━━━ Page ━━━

The Upbringing and Education of Zora Neale Hurston

By Elisabeth Flynn, Caitlin Deasy, and Rachel Ruah

Zora Neale Hurston


  • Born on January 7, 1891 in Notasulga, Alabama, Hurston was the fifth out of eight children.
  • At the age of three, Hurston and her family moved to Eatonville, where they lived on five acres of land in an eight-room house.
  • Her writings reveal no recollection of Alabama, and Hurston said that Eatonville always felt like home.
  • She was immersed in black folk life.
  • Her father, John Hurston, was a Baptist preacher, tenant farmer, and carpenter who became the mayor of Eatonville.
  • In 1904, her mother, Lucy Potts Hurston, a former schoolteacher, passed away. At the age of thirteen, Hurston was devastated by the loss. During that time, her life took a drastic change. The years following her mother’s passing from 1905-1912 are known as her “lost years.”
  • As a child, Hurston was encouraged by her mother to be adventurous and curious. She quoted her mother as saying, “’Jump at de sun.’ We might not land on the sun, but at least we would get off the ground.”
  • After her mother’s death, John Hurston quickly remarried.

Eatonville Town Hall


  • Eatonville was the first all-black community in America.
  • Although racism was abundant during these times, Hurston was shielded from this experience because of her upbringing in Eatonville.
  • Eatonville was populated with 125 people when she moved there.
  • In her writings, Hurston shows great appreciation for Eatonville’s independent culture, community, and enterprise. Of Eatonville, Hurston wrote, “There were three croquet courts, three hundred brown skins, two schools, and no jailhouse.”

━━━

> **Tasks to carry out**:
**1)** Duplicate the stretch of the Hurston page from "The Upbringing and" through "of eight children.".
**2)** Based on the page about Zora Neale Hurston's upbringing, answer yes or no to each statement and quote the words that decide it: (a) Hurston was the youngest of eight children. (b) Hurston's father became the mayor of Eatonville. (c) Eatonville had 125 residents when Hurston moved there.
**3)** Resume the account of Zora Neale Hurston's upbringing and education after its final sentence.
The items after this point aren't needed for anything here.

━━━ Records supplied ━━━

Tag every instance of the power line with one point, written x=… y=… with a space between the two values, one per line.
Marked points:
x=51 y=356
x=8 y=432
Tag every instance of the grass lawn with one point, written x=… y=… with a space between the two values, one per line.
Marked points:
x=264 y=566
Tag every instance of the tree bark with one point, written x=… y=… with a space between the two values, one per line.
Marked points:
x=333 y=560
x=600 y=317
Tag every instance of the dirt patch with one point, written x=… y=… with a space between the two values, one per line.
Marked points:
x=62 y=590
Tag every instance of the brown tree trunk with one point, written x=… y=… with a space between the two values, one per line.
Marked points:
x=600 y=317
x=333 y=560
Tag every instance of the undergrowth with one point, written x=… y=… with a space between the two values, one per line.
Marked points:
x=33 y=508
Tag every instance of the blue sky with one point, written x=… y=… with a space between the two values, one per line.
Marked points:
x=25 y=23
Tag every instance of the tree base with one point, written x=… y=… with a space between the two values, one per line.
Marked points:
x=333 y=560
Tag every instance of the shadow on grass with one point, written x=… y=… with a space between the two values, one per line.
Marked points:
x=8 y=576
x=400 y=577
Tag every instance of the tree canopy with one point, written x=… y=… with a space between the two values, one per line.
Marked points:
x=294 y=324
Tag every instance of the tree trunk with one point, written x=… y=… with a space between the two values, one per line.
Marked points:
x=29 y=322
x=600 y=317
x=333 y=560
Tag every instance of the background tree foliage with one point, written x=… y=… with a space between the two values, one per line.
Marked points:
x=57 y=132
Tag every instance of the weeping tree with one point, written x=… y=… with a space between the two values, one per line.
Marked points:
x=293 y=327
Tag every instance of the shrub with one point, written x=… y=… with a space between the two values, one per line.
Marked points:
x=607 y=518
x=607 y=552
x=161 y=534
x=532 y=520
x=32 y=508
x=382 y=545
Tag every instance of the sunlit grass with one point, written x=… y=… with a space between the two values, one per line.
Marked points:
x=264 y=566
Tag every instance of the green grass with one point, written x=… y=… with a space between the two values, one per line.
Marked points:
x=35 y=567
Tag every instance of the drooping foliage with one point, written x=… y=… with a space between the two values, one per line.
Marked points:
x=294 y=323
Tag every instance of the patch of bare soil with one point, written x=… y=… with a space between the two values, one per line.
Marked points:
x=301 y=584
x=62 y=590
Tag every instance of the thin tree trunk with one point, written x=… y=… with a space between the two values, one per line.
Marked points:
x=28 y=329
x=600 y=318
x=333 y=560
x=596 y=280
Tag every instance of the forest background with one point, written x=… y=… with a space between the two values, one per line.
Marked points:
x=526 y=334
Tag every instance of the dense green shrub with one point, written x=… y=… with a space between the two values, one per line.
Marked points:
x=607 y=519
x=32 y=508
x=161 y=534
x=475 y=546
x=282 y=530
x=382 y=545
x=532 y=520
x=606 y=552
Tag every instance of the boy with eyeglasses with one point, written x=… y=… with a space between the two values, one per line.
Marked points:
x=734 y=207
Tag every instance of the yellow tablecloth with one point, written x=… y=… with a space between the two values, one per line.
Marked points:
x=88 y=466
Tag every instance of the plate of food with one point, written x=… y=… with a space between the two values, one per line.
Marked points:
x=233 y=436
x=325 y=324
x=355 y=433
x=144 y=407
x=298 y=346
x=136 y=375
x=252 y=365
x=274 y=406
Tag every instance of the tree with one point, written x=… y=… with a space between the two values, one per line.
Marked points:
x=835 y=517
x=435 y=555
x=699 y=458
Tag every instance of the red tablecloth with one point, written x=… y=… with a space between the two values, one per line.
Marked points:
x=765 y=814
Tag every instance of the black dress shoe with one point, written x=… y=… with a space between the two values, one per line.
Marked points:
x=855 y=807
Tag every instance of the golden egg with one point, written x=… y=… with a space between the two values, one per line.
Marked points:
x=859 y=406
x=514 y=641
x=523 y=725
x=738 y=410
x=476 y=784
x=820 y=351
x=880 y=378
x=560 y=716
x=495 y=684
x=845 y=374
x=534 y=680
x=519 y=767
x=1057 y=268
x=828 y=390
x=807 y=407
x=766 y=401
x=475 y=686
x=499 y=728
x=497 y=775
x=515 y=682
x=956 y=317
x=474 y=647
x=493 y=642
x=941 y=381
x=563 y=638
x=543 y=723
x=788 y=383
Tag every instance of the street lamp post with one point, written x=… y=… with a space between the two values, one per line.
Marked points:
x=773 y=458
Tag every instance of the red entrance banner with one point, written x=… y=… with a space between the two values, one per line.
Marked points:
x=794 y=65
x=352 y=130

━━━

> **Solved tasks**:
**1)**
The Upbringing and Education of Zora Neale Hurston

By Elisabeth Flynn, Caitlin Deasy, and Rachel Ruah

Zora Neale Hurston


  • Born on January 7, 1891 in Notasulga, Alabama, Hurston was the fifth out of eight children.

**2)**
(a) No: "Hurston was the fifth out of eight children."
(b) Yes: "who became the mayor of Eatonville."
(c) Yes: "Eatonville was populated with 125 people when she moved there."

**3)**
  • Hurston viewed Eatonville as a Utopia and a place where black Americans could live as they desired, independent of white societies and their ways.
  • Living in Eatonville shaped Hurston’s life and writing.
  • Hurston captured the culture of the community in Eatonville through her writing and the town celebrates their connection to her through an annual festival.

Early Education

  • Of her early education, Hurston wrote, “I went to grammar school in the village and was generally considered a bright pupil, but impudent and a bit stubborn. There were many beatings, both at home and at school, and a great deal of talk at both places about ‘breaking my spirit.’”
  • A mile down the road was a white village, inhabited by people from Wisconsin, Michigan, and upper New York State, who often visited Eatonville. They gave books to Zora and sent her more when they went North in the summer. Hurston was friendly with their children and felt no fear of “white faces,” despite the warnings she received from people in Eatonville. Of race, Hurston wrote, “I just see people. I see the man first, and his race as just another detail of his description.”
  • In 1904, the same year her mother passed away, her father removed her from school and sent her to care for her brother’s children. Hurston was eager to leave the responsibility of her brother’s household.
  • At sixteen, Zora became a member of a traveling theater, Gilbert & Sullivan, and began domestic work in a white household. The woman for whom she worked bought Zora her first book and arranged for her to attend high school at Morgan Academy in Baltimore.

Howard University

Secondary and University Education

  • In 1917, she attended Morgan Academy in Baltimore, where she completed her high school requirements.
  • From 1921-1924, Hurston attended Howard Prep School and Howard University and earned an associate’s degree. She wrote her first short story for The Stylus, the university’s literary magazine.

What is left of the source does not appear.